Copy the data exactly, line for line.

===== Extracted data =====

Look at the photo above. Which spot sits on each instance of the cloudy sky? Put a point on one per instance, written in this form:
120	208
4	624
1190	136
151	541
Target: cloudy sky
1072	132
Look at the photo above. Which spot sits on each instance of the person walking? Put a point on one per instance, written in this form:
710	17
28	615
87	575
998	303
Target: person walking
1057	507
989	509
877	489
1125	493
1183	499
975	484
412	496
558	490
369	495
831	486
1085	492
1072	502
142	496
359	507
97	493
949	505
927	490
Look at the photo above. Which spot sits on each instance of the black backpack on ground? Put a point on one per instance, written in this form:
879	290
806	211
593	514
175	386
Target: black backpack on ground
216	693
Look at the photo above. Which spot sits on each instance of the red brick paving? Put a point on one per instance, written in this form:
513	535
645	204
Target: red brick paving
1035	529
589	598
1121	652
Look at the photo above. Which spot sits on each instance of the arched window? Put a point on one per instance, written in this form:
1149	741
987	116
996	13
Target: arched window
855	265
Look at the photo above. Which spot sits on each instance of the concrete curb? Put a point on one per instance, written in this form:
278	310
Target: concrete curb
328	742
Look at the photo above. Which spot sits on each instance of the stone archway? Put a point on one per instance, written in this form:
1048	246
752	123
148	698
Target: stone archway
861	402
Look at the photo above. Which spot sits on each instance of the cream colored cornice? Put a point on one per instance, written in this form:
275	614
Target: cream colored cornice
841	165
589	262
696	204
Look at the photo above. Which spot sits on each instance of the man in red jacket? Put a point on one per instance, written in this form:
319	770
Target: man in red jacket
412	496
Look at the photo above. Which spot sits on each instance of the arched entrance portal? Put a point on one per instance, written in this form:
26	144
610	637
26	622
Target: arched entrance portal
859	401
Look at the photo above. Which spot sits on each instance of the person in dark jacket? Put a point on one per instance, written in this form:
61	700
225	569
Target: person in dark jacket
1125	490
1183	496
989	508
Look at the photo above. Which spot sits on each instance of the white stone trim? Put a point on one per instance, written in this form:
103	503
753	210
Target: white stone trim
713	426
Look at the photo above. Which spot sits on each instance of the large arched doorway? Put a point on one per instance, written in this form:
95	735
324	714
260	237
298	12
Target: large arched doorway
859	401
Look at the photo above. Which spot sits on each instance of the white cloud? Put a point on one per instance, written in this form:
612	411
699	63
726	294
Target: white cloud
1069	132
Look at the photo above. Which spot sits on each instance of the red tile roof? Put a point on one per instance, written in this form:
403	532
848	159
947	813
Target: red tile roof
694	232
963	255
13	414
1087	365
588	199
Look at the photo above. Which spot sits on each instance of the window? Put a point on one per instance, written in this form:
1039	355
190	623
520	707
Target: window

=====

**Output**
Look at the photo above. Which spot sits on each instance of the cloudy sky? Put a point on one per instance, written in this form:
120	208
4	624
1190	136
151	541
Target: cloudy sky
1072	132
Look at the photo above. Which spot sits on each instance of the person walking? Put a point on one per instance, written in this form:
710	17
28	615
87	575
998	303
Target: person walking
1057	507
989	509
877	489
1125	493
1183	499
975	484
412	496
558	490
369	495
831	486
1085	492
1072	502
142	496
359	507
97	493
949	505
927	490
Look at the photo above. Which spot sits on each instance of the black backpack on ground? Put a point on one per instance, written in this form:
879	290
806	211
593	514
175	386
Target: black backpack on ground
216	693
Look at the photo above. Which spot sits on each instance of the red brick paving? Put a point on one per instance, written in this form:
513	535
645	204
Target: red brick paving
1035	529
589	598
1121	652
Look at the photo above. Which spot sits on each instance of the arched window? Put a point on one per instance, written in this form:
1149	741
987	116
996	13
Target: arched window
855	265
Look at the photo above. Which spot sits on each instance of the concrete curb? Put a point on one per instance, written in this form:
278	310
Target: concrete curb
328	742
Look at the photo above. Which spot sits on each instance of the stone archway? Put a point on one per instance, written in this form:
1048	246
752	123
148	698
Target: stone archway
861	402
Look at the photo above. Which spot sits on each instance of the cream colored cornice? Put a point on one per instance, written in this form:
275	614
Target: cream colored cornice
841	165
589	262
696	204
Look at the photo above. Which spot sits on each instance of the man in red jacket? Put a point on one per instance, written in this form:
319	770
Target: man in red jacket
412	496
Look at the photo above. Which spot sits on each instance of the arched entrance portal? Put a point on one per instance, written in this form:
26	144
610	637
26	622
Target: arched entrance portal
859	401
Look at the photo above. Which spot sits on each instance of the person in dark jacket? Put a point on one per instance, written in this form:
61	700
225	569
Target: person in dark jacket
1125	490
1183	496
989	508
Look at the photo above. Which spot sits on each instance of the white stone trim? Put a point on one per instance, written in this form:
103	503
753	210
Target: white stone trim
713	426
Look at the photo above. Which spot sits on each instance of the large arched doorway? Put a point on one per instance, written in this form:
95	735
324	714
260	237
298	12
Target: large arched doorway
859	401
Look at the photo above. Which spot sits on each instance of the white cloud? Put a point on one per instance, written in this form:
612	411
699	63
726	294
Target: white cloud
1069	132
Look at the photo above. Which spot sits on each instance of the red tile roof? Put a point on one per instance, written in this form:
403	532
848	159
947	813
Target: red tile roof
694	232
963	255
13	414
1087	365
588	199
Look at the photo above. Which spot sits on each instance of the window? Put a point on one per instance, written in this form:
1039	355
190	623
520	707
Target: window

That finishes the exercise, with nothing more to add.